──────── INFORMATION SHOWN ────────
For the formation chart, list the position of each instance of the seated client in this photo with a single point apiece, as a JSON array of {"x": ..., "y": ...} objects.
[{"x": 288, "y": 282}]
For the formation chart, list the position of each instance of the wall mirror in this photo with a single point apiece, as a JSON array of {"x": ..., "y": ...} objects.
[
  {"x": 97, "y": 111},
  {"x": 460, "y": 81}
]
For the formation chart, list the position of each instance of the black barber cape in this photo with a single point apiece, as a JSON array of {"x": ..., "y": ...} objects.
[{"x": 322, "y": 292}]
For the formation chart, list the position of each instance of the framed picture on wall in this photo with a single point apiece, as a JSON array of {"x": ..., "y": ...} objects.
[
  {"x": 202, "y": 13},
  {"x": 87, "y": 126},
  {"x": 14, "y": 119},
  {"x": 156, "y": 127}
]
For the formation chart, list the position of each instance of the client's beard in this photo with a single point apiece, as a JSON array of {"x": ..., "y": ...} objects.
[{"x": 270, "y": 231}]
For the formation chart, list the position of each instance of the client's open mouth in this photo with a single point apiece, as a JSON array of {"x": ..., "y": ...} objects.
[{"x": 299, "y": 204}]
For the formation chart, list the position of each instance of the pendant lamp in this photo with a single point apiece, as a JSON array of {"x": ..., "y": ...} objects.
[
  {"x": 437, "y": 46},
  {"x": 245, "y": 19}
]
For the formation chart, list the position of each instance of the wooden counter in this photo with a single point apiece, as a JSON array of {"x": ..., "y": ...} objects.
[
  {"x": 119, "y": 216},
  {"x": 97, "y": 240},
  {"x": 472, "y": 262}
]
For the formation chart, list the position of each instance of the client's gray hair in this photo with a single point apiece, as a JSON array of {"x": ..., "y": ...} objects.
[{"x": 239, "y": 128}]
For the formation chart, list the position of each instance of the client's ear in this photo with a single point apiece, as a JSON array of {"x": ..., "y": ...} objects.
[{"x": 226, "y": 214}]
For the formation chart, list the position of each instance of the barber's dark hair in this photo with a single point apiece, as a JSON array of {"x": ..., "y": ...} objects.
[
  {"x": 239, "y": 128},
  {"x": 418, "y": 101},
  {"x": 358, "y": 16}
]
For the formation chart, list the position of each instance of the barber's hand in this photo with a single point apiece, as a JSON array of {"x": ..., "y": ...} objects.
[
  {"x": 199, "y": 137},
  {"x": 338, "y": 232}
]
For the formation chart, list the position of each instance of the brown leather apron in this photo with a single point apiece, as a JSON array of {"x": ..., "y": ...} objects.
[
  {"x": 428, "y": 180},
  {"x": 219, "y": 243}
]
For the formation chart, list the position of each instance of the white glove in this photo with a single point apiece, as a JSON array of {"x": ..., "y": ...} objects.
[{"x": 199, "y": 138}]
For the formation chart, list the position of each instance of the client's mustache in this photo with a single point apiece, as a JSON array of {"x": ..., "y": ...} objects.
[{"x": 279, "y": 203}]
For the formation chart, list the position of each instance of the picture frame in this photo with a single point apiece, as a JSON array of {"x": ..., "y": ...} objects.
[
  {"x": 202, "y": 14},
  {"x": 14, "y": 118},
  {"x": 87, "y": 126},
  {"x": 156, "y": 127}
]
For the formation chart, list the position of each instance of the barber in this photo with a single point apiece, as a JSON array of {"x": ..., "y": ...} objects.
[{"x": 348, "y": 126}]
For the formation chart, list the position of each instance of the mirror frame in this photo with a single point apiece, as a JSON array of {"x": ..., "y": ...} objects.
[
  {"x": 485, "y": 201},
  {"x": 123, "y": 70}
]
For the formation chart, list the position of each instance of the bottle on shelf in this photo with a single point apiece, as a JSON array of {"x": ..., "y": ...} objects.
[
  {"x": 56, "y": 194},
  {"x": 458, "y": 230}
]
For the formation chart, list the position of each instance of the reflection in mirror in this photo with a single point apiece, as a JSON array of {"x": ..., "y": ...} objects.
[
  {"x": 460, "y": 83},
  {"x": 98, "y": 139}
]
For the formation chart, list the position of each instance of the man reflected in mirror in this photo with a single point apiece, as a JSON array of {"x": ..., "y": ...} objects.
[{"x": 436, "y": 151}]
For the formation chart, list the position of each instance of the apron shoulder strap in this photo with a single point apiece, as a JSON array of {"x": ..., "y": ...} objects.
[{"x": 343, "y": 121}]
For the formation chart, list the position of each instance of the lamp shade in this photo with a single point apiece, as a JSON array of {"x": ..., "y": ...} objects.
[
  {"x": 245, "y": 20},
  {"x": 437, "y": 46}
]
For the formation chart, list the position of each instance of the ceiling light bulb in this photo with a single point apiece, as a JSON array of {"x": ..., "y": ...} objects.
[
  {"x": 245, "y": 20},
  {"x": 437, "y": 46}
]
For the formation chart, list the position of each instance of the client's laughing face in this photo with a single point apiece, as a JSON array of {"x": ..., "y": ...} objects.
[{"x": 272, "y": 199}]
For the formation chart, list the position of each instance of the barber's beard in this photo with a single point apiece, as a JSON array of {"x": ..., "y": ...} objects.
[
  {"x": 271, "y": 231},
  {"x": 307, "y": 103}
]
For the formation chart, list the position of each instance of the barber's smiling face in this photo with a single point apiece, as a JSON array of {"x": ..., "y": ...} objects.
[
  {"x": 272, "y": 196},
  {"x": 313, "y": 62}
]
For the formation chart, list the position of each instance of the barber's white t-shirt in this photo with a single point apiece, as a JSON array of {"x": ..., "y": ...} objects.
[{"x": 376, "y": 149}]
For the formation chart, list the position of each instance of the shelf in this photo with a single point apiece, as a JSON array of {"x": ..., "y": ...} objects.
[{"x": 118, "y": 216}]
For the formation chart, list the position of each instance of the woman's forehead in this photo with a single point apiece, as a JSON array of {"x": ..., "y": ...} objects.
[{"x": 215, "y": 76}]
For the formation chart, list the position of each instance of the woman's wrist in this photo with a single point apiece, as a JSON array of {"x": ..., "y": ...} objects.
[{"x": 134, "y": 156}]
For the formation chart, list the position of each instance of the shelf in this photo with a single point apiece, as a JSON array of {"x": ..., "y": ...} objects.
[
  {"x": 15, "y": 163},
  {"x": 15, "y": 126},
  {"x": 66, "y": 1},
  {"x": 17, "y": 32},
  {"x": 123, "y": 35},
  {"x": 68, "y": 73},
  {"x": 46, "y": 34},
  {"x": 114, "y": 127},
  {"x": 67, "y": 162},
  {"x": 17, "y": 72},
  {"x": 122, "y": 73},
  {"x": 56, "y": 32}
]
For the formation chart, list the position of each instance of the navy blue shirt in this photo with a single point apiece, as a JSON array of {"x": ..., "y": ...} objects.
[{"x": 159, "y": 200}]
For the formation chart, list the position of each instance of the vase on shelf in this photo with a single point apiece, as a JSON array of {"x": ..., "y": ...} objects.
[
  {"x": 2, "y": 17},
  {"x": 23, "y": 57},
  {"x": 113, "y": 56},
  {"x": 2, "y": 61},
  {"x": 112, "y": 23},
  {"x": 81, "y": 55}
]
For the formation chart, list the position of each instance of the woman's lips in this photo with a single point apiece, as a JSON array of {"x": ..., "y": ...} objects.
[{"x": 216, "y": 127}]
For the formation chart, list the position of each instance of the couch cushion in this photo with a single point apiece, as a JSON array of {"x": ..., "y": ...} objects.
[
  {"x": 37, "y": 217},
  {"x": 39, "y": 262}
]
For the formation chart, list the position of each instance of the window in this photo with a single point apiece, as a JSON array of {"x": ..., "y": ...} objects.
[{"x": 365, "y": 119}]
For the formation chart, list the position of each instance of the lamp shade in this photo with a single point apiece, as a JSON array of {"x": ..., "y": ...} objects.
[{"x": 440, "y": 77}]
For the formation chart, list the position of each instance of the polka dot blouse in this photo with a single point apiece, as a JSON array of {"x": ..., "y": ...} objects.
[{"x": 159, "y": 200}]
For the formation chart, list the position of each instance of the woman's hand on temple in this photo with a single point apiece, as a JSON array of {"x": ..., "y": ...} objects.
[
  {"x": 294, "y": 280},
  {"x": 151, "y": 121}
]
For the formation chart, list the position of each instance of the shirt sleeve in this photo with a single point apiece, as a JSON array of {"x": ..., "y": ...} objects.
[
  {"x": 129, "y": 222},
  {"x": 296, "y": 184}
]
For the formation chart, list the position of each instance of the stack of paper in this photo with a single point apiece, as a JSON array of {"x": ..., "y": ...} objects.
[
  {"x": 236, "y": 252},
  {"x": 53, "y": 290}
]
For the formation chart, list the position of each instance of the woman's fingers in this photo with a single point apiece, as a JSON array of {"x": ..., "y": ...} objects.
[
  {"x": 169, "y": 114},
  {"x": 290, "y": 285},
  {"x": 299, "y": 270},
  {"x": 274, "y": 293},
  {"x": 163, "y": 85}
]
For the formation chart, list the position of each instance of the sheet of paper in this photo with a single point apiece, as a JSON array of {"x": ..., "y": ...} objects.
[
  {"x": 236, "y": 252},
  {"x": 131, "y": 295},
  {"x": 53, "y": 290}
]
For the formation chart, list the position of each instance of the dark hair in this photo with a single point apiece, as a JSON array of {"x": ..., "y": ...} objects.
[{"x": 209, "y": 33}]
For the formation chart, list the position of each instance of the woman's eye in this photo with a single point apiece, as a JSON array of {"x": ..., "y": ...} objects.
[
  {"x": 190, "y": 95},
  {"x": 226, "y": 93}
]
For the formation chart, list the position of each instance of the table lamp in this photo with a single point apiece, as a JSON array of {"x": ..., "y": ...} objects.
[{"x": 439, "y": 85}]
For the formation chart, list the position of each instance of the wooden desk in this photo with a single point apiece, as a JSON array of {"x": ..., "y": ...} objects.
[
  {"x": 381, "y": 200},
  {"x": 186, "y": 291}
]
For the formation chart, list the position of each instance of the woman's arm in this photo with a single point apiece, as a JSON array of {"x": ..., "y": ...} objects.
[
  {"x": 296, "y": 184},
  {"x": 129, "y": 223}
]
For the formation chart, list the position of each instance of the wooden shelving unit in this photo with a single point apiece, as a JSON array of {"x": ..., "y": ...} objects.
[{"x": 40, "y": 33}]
────────
──────── INFORMATION SHOWN ────────
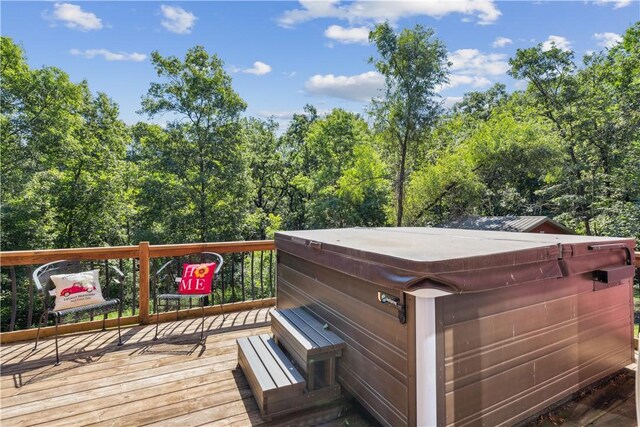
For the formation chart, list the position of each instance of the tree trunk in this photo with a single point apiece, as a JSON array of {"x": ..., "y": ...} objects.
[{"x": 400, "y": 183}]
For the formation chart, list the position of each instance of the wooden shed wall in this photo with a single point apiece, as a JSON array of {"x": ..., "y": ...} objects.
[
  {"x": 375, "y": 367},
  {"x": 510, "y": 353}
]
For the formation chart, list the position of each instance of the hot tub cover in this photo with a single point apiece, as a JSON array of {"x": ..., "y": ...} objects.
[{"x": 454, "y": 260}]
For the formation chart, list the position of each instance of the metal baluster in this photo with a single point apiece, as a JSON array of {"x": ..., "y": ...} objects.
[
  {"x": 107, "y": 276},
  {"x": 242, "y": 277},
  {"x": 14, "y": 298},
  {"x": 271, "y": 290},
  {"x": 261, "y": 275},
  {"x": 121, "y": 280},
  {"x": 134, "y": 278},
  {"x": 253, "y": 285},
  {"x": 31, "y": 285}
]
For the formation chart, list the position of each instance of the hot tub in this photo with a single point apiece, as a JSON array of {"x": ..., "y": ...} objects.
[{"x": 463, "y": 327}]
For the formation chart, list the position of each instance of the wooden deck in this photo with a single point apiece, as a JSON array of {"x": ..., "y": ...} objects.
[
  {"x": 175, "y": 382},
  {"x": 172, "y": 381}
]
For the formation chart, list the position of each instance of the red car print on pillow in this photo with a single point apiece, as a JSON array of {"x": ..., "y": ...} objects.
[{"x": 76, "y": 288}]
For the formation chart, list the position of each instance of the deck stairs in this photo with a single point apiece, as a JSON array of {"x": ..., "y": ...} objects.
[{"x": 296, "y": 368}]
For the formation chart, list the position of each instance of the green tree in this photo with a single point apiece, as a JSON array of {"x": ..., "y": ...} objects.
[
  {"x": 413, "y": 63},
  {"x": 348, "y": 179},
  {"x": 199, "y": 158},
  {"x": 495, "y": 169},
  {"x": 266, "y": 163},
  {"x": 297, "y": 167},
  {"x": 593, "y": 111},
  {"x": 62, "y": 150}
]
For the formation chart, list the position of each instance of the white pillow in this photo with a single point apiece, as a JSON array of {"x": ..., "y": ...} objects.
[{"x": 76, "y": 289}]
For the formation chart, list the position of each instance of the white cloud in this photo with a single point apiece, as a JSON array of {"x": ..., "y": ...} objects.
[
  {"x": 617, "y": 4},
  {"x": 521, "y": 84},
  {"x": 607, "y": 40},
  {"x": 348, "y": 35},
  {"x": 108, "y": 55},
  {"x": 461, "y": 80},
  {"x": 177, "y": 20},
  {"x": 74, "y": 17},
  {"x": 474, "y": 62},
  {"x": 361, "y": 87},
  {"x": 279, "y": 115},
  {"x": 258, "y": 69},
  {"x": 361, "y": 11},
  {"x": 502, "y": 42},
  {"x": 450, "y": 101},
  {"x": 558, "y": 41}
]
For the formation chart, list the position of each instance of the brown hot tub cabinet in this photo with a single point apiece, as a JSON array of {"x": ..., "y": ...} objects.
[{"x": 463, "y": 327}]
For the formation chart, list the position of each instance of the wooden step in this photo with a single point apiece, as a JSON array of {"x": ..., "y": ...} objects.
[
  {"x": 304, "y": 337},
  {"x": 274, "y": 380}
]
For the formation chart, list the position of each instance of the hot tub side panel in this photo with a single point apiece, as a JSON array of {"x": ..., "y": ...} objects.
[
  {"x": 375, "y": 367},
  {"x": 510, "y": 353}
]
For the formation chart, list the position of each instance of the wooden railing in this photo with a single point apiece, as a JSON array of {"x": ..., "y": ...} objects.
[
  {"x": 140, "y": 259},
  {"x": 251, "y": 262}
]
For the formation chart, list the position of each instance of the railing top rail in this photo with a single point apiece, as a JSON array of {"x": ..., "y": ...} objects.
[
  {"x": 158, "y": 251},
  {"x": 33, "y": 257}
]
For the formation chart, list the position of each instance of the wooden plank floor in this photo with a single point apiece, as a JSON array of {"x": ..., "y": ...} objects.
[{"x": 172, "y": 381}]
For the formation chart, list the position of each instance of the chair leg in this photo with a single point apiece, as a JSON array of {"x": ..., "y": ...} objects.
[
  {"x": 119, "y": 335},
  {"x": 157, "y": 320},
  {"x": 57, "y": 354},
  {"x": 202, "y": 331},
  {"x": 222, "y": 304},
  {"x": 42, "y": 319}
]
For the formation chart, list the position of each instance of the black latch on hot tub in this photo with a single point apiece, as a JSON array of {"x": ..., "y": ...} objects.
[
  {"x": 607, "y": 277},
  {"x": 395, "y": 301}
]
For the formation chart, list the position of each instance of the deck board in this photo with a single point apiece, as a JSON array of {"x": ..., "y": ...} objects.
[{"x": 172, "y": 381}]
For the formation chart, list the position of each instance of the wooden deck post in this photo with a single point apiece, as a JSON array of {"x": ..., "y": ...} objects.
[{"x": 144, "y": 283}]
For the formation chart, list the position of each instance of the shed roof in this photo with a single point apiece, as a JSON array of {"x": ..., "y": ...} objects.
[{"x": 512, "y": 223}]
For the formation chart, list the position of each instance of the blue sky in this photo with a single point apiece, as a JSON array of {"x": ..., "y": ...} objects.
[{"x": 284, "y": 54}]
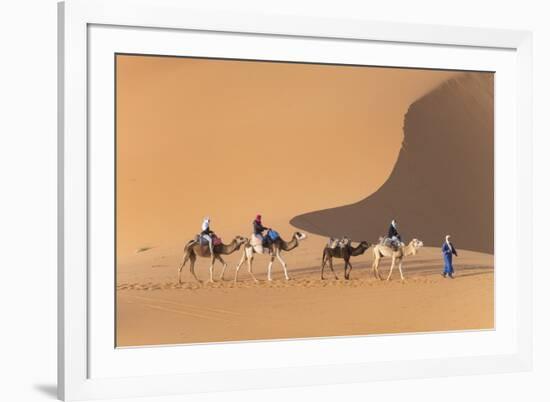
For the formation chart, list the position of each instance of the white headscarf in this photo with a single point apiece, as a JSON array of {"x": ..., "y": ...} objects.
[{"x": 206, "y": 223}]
────────
──────── INFORMATION SHOWN ────────
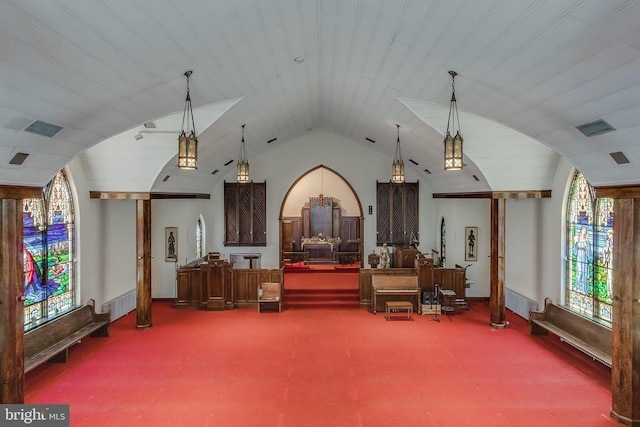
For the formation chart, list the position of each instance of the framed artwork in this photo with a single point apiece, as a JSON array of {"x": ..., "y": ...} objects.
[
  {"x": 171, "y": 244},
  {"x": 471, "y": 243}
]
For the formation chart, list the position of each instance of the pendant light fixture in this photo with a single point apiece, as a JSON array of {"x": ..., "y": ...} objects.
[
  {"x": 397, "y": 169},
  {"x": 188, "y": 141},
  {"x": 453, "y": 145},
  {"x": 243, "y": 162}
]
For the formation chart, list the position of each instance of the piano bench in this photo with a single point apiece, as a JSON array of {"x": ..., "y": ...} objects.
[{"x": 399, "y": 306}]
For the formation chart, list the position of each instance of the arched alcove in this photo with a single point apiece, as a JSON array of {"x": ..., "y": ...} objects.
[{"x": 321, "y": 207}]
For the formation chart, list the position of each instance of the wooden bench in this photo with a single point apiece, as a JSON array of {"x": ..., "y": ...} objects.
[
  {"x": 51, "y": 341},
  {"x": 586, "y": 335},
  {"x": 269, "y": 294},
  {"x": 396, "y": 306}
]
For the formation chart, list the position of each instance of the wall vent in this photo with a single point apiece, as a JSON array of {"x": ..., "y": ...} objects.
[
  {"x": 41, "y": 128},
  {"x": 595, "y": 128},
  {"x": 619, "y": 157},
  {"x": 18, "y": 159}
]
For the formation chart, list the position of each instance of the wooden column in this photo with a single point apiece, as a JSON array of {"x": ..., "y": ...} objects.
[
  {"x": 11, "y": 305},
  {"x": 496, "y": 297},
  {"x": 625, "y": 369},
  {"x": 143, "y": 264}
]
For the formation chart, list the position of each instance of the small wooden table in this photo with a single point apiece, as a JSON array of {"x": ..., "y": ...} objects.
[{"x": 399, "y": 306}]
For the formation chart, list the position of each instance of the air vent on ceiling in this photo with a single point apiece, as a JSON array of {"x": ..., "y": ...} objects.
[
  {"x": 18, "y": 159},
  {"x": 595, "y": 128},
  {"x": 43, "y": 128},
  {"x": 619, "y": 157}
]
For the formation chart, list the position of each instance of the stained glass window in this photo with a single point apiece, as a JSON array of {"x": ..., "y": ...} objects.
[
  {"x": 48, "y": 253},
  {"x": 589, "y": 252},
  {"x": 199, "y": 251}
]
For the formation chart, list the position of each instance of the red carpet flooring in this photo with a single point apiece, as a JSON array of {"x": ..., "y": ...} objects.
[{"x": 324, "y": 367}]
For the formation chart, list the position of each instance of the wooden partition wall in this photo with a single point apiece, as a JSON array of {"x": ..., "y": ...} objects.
────────
▶ **EXERCISE GOAL**
Edit the data between the lines holding "of the piano" and "the wooden partition", inclusive, replacing every "wooden" with "timber" and leaving all else unchanged. Return only those lines.

▶ **RESULT**
For the formation chart, list the position of each instance of the piano bench in this photo with a single point apiece, as a JSON array of {"x": ..., "y": ...} objects.
[{"x": 399, "y": 306}]
For the formation chart, list the position of each instance of the arched alcove in this photo with a single point apiece, as a JSON array of {"x": ..., "y": ...} objects.
[{"x": 321, "y": 207}]
For the formation chart, list the position of each instance of the timber bench in this photo with a single point apiece, as a JSON array of {"x": ..., "y": ...} objects.
[
  {"x": 51, "y": 341},
  {"x": 586, "y": 335},
  {"x": 269, "y": 294},
  {"x": 396, "y": 306}
]
For the formation chart, list the position of each instance of the wall vent in this photo with a single point apiece, as a JSON array of {"x": ..., "y": ...} objects.
[
  {"x": 41, "y": 128},
  {"x": 595, "y": 128},
  {"x": 619, "y": 157},
  {"x": 18, "y": 159}
]
For the formation chart, list the position of each instance of the timber column in this photo with a single point apiece, as a JSON array of {"x": ..., "y": ...} objects.
[
  {"x": 11, "y": 305},
  {"x": 496, "y": 297},
  {"x": 625, "y": 369},
  {"x": 143, "y": 264}
]
For the formation chart, list the position of each instance of the small timber table in this photo with a single point apiece, as a JSON array of {"x": ..., "y": ...} objects.
[{"x": 399, "y": 306}]
For the formation chart, list the position of each instance of the air vent on ceiling in this photo with a single point apiece, as a JSON array of {"x": ..., "y": ...} objects.
[
  {"x": 18, "y": 159},
  {"x": 595, "y": 128},
  {"x": 43, "y": 128},
  {"x": 619, "y": 157}
]
For the formation chart, list the position of each instance of the stained glass window in this photo with a single point apiece, as a JSON array of {"x": ..., "y": ...} objects.
[
  {"x": 48, "y": 253},
  {"x": 589, "y": 252},
  {"x": 199, "y": 251}
]
For the formation chart, list the position of each instance of the red carpet flooring in this photo with a single point apiece, as a JSON array of {"x": ..., "y": ...} objects.
[{"x": 324, "y": 367}]
For the formation chart, list the position of each instance of the timber partition wall in this photo with a single point apiece, as a JSON array of {"x": ..., "y": ...} objects.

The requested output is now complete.